■ **Supplied text**:

--- BEGIN ---

Sometimes you may have looping dependencies (eg a function queries a view which calls the function) so may have 'transitory' errors as the script is applied but which do not leave the database in an error state.
Messages due to missing dependencies are warnings not errors. In my book, an error is something which prevents the creation of an object.
"But undoubtably it muddies the script logfile, which makes it harder to check that the upgrade succeeded." Is that an argument for having scripts that run clean? When upgrading a production system, do you really want the DBA (who may or may not know anything about the system) making decisions on what errors are okay? Otherwise you have to document the errors and ensure the documentation does not get out of sync with changes (fixes/updates) to the migration scripts.
2

Is there any error that you can't handle in a script? No (e.g. if you really must have the CREATE TABLE in there, you could put it in an EXECUTE IMMEDIATE wrapped in a PL/SQL block with an exception handler that only swallows the exceptions you expect to get) - so your scripts should handle all expected errors gracefully.

--- END ---

Saved data entries
--- BEGIN ---

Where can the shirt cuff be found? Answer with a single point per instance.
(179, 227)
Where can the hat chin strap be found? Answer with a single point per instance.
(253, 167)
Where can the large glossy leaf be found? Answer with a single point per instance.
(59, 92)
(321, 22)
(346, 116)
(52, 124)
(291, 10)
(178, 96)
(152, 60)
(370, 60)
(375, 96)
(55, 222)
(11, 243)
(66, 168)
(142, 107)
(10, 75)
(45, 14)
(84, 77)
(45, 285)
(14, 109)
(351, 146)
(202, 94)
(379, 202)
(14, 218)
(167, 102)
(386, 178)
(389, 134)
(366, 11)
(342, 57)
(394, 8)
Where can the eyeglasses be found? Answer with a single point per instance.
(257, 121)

--- END ---

■ **The tasks**:
1 - Answer these questions from the passage on database script errors, one line each:
(a) What kind of message results from missing dependencies?
(b) How does the writer define an error?
(c) Where could a required CREATE TABLE be placed so that only expected exceptions are swallowed?
2 - According to the passage on database script errors, why can transitory errors appear while a script is applied without leaving the database in an error state? Explain in one to three sentences.
3 - Resume the passage on database script errors after its last sentence.
The items have no connection to the text.

■ **Exercise results**:
1 -
(a) A warning, not an error.
(b) As something which prevents the creation of an object.
(c) In an EXECUTE IMMEDIATE wrapped in a PL/SQL block with an exception handler.

2 - They come from looping dependencies, such as a function that queries a view which in turn calls the function. The errors arise while the script runs, but they do not leave the database in an error state.

3 -
That way when the dba (or you, 3 months later when you've forgotten which errors can be safely ignored) doesn't have to worry.

2 Comments

That is a good point. I was thinking about in-house systems, but that's certainly an argument for keeping scripts clean, in general.
+1, If it is important enough to go against production, it is important enough to code up exception handling. If there really is an error then definitely raise it and have someone handle it. If there are simple 'object already exists' type errors, it only takes a couple of lines of PL/SQL to wrap it safely so it doesn't choke if the object still exists.